Reading text ▸
** BEGIN **
1.2 Control of Operations Overall, the inspectors found the R. E. Ginna Nuclear Power plant to be operated safely.
Control room staffing was as required.
Operators exercised control over access to the control room.
Shift supervisors maintained authority over activities and provided detailed turnover briefings to relief crews.
Operators adhered to approved procedures and were knowledgeable of off-normal plant conditions.
The inspectors reviewed control room log books for activities and trends, observed recorder traces for abnormalities, assessed compliance with technical specifications, and verified equipment availability was consistent with the requirements for existing plant conditions.
During normal work hours and on backshifts, accessible areas of the plant were toured.
No operational inadequacies or concerns were identified.
1.3 Power Reductions Required Due To Lake Water Intake Structure Icing Lake Ontario is the normal source of cooling water for the Ginna plant.
Cooling for operation of the turbines that drive the main generator is provided by the circulating water system, while the reactor plant and auxiliary systems are cooled by the service water system.
Both of these cooling water systems draw suction from a common inlet bay in the screenhouse.
Lake water is supplied to the inlet bay through an underground pipe that opens to a shielded intake structure, located 3100 feet off shore.
On January 20, 1994, at 2:35 a.m., operators were alerted to slowly lowering water level in the screenhouse lake water inlet bay when level instrument channel LI-3007 alarmed on low level (240 inches, or 20 feet; normal screenhouse level is about 28 feet). The traveling screens (four sets of vertically mounted, segmented screen tracks that provide coarse filtration between the inlet bay and the pump suctions) were inspected and found to be clean and free of ice.
** END **
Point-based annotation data
** BEGIN **
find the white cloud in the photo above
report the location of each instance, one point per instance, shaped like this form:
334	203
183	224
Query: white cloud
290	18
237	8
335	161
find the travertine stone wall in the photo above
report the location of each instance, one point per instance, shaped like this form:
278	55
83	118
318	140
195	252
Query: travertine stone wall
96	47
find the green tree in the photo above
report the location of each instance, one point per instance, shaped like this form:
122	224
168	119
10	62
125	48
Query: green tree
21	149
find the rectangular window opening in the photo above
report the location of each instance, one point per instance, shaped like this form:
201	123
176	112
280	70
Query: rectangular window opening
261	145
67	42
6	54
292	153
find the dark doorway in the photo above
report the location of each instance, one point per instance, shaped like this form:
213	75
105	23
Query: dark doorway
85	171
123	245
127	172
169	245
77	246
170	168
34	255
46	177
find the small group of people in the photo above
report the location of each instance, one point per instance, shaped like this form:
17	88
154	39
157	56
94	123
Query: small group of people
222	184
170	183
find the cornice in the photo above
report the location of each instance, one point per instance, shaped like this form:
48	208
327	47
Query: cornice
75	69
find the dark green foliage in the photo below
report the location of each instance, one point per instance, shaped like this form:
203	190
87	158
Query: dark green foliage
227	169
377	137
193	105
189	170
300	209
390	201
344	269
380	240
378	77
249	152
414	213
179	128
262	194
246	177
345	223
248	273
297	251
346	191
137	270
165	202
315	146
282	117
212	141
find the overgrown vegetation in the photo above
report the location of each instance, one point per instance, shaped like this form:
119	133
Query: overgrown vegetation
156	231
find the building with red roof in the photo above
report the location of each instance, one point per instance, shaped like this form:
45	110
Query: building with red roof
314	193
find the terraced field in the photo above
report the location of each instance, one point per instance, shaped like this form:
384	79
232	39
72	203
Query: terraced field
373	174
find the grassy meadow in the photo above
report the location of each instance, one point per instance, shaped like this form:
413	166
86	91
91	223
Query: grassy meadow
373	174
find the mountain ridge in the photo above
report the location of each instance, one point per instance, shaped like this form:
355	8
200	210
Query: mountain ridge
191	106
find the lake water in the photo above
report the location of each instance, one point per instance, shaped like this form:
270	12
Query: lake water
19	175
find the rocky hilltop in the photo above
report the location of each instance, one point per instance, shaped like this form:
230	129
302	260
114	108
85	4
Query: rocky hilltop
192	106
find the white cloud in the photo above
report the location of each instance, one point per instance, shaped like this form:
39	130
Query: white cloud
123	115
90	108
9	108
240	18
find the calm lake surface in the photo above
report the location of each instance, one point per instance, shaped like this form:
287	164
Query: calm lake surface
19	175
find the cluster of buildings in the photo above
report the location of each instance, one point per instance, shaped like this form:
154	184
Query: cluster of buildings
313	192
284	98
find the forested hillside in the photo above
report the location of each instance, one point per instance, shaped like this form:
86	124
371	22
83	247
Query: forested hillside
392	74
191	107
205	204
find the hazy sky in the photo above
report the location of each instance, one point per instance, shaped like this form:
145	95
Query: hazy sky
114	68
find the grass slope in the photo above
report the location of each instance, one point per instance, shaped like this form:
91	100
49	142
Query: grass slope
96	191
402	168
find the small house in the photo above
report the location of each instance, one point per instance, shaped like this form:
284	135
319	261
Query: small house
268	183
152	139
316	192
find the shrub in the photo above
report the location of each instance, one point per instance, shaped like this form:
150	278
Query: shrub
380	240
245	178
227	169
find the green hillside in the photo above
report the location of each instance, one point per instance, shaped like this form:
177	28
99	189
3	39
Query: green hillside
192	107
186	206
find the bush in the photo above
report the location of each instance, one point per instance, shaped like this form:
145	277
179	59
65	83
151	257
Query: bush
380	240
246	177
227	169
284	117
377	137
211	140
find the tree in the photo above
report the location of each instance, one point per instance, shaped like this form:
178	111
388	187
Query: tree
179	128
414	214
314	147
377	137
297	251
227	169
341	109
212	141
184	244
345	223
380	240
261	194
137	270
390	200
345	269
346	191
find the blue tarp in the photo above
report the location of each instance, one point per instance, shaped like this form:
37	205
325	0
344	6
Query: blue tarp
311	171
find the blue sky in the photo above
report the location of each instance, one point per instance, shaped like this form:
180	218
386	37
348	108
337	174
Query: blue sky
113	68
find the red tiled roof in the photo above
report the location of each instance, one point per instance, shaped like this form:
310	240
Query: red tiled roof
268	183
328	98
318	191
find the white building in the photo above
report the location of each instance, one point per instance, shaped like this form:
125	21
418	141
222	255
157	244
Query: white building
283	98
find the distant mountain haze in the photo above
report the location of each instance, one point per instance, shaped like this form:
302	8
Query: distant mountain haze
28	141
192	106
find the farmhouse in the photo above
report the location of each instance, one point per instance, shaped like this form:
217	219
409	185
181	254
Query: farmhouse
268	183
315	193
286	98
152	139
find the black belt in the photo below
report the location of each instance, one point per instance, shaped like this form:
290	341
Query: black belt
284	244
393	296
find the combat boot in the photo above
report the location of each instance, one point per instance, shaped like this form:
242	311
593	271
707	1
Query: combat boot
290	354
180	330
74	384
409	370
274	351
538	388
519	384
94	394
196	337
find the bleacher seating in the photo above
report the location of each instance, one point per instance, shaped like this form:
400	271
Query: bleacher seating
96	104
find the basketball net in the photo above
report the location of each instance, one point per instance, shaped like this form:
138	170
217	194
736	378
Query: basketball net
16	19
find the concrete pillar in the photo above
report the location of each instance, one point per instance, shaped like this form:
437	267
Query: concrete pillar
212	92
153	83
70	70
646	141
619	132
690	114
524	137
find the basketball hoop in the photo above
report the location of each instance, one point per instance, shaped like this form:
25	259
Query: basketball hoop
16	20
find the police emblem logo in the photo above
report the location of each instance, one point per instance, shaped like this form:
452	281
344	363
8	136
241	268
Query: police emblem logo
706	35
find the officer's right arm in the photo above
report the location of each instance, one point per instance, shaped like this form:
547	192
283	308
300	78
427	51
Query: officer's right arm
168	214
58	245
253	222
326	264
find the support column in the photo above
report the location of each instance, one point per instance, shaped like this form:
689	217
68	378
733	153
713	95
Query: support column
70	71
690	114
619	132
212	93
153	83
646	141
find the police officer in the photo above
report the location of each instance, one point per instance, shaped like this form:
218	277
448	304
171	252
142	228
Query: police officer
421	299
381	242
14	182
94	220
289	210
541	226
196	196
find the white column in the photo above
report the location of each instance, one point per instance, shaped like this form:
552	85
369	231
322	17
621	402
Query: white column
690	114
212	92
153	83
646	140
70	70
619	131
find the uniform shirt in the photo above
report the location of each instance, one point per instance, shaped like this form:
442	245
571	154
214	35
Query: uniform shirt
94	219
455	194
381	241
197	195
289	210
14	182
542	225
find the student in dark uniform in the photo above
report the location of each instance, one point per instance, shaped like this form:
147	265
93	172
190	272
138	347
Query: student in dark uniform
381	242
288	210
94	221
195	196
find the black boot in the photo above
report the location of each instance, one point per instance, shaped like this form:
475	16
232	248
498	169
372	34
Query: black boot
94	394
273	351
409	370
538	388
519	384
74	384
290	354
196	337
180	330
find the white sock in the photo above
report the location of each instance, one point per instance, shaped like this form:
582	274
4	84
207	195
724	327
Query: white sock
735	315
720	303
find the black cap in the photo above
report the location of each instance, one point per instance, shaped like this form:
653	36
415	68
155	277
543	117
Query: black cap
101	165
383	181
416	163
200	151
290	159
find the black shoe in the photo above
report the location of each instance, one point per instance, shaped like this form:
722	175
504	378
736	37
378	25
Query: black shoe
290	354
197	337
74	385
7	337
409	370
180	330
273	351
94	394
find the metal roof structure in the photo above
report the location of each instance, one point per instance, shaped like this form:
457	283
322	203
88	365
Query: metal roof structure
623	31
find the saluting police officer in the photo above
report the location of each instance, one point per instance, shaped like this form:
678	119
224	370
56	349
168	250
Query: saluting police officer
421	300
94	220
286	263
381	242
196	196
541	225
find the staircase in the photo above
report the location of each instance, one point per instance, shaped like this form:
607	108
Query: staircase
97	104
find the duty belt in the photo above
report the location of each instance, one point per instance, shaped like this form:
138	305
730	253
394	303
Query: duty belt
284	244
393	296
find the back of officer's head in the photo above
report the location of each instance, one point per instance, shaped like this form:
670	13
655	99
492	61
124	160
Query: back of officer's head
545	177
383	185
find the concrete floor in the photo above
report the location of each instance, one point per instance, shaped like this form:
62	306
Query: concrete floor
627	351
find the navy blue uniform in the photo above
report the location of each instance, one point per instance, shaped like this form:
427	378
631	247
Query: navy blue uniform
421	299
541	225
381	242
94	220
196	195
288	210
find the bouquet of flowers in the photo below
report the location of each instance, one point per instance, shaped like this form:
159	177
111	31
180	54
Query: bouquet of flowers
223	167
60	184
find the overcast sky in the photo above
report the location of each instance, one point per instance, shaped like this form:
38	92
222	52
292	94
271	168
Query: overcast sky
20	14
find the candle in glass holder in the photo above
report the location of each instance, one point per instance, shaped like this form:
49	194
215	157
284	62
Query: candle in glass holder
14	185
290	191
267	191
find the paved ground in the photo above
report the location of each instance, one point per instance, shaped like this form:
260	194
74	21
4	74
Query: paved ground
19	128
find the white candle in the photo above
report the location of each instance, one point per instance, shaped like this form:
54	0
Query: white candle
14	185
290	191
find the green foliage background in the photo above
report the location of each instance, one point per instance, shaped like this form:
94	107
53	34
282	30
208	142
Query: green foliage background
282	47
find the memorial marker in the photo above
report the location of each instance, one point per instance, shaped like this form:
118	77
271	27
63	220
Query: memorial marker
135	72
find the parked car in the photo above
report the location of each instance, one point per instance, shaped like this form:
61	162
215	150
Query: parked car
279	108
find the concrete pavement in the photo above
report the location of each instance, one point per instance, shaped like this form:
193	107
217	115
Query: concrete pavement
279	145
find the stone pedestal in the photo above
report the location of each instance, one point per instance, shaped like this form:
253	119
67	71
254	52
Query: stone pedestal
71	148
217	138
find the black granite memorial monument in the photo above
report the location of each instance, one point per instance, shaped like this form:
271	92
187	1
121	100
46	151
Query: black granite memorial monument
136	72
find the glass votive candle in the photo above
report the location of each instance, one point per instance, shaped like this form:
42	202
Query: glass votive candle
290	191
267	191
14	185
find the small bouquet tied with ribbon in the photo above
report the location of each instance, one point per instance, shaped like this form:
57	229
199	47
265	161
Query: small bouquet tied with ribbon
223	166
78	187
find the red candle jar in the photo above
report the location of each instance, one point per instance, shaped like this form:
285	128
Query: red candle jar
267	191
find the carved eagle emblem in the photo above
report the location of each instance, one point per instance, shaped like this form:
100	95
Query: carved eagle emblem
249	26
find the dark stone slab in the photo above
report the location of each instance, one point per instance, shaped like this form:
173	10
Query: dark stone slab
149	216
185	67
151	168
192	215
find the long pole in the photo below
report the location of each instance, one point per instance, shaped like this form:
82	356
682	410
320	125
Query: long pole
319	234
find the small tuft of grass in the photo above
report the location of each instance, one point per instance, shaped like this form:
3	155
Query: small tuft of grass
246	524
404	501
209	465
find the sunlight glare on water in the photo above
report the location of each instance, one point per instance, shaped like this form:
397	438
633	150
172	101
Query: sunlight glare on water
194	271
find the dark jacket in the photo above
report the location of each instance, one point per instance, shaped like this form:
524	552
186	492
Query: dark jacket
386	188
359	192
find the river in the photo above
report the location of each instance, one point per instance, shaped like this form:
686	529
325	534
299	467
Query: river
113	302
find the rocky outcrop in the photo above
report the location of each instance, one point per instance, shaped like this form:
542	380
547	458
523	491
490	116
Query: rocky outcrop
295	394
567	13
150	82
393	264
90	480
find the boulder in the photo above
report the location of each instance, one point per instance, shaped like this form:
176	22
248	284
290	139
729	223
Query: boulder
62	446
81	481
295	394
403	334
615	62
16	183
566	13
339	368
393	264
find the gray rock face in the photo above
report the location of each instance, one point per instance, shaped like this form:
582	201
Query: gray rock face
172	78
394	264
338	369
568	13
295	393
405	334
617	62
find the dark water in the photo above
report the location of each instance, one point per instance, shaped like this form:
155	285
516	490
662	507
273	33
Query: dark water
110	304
** END **
In the text on Ginna plant operations, how far offshore is the shielded intake structure located?

3100 feet off shore.